> **Requirements**:
Rewrite the lines below as a numbered list, leaving out any blank lines.

(A series of records)
□ □ □ □ □ □ □
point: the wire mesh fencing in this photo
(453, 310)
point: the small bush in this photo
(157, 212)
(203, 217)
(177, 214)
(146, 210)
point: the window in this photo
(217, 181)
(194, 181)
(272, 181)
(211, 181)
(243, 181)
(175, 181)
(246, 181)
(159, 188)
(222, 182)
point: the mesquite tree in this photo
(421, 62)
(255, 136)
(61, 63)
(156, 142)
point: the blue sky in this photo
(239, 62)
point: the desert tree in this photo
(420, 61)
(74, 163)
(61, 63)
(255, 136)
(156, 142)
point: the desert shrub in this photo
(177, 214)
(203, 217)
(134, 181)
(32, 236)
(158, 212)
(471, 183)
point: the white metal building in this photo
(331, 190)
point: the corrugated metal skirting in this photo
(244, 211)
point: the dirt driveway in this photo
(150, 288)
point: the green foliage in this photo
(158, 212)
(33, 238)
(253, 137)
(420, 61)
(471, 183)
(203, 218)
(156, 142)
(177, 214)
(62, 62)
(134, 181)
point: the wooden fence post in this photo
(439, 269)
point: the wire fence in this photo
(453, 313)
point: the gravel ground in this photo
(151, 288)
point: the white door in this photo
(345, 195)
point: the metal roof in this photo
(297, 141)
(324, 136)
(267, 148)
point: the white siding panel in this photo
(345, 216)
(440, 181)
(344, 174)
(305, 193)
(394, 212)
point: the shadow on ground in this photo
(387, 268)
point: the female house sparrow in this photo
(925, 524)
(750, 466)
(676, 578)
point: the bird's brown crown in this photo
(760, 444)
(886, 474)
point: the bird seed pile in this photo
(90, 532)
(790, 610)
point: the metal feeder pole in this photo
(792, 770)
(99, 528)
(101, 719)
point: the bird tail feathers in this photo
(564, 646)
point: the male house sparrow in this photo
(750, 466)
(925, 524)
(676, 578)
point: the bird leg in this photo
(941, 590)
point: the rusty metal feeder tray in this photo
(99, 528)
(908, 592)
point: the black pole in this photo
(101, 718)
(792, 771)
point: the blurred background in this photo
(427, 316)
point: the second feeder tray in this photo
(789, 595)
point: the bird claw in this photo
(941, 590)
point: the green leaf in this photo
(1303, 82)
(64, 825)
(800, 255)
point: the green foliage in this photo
□ □ □ □ □ □ □
> **Solved problem**:
1. point: the wire mesh fencing in this photo
2. (453, 310)
3. point: the small bush in this photo
4. (157, 212)
5. (203, 217)
6. (177, 214)
7. (146, 210)
8. point: the window in this photo
9. (217, 181)
10. (194, 181)
11. (272, 181)
12. (211, 181)
13. (243, 181)
14. (175, 181)
15. (246, 181)
16. (159, 188)
17. (222, 182)
18. point: the mesquite tree in this photo
19. (421, 62)
20. (255, 136)
21. (61, 63)
22. (156, 142)
23. point: the blue sky in this photo
24. (239, 62)
25. point: the desert tree in this photo
26. (420, 61)
27. (74, 163)
28. (61, 63)
29. (255, 136)
30. (156, 142)
31. point: the desert shrub in this photo
32. (177, 214)
33. (203, 217)
34. (134, 181)
35. (32, 236)
36. (158, 212)
37. (471, 183)
38. point: the white metal building in this photo
39. (331, 190)
40. point: the corrugated metal skirting in this photo
41. (244, 211)
42. point: the dirt driveway in this photo
43. (150, 288)
44. point: the green foliage in this photo
45. (158, 212)
46. (33, 238)
47. (253, 137)
48. (420, 61)
49. (471, 183)
50. (203, 218)
51. (156, 142)
52. (177, 214)
53. (62, 62)
54. (134, 181)
55. point: the wooden fence post in this photo
56. (439, 269)
57. point: the wire fence in this photo
58. (453, 313)
59. point: the gravel ground in this photo
60. (151, 288)
61. point: the white door in this photo
62. (345, 195)
63. point: the metal roof in this photo
64. (297, 141)
65. (324, 136)
66. (267, 148)
67. point: the white siding panel in this photo
68. (345, 216)
69. (440, 181)
70. (344, 174)
71. (305, 193)
72. (394, 212)
73. point: the shadow on ground in this photo
74. (387, 268)
75. point: the female house sparrow in this photo
76. (925, 524)
77. (750, 466)
78. (676, 578)
79. point: the bird's brown crown in this photo
80. (760, 444)
81. (886, 474)
82. point: the bird seed pile in this photo
83. (90, 532)
84. (790, 610)
85. point: the metal feeder pole in this photo
86. (792, 770)
87. (99, 528)
88. (101, 719)
89. point: the bird tail feathers in this photo
90. (564, 646)
91. point: the male house sparrow in this photo
92. (750, 466)
93. (925, 524)
94. (676, 578)
95. point: the bird leg in this photo
96. (941, 590)
97. point: the rusty metal feeder tray in this photo
98. (99, 528)
99. (908, 592)
100. point: the black pole in this photo
101. (101, 718)
102. (792, 771)
103. point: the blurred background in this photo
104. (427, 316)
105. point: the second feeder tray in this photo
106. (789, 595)
107. point: the bird claw in this photo
108. (941, 590)
109. point: the green leaf in this photo
110. (1303, 82)
111. (64, 825)
112. (800, 255)
113. point: the green foliage in this photo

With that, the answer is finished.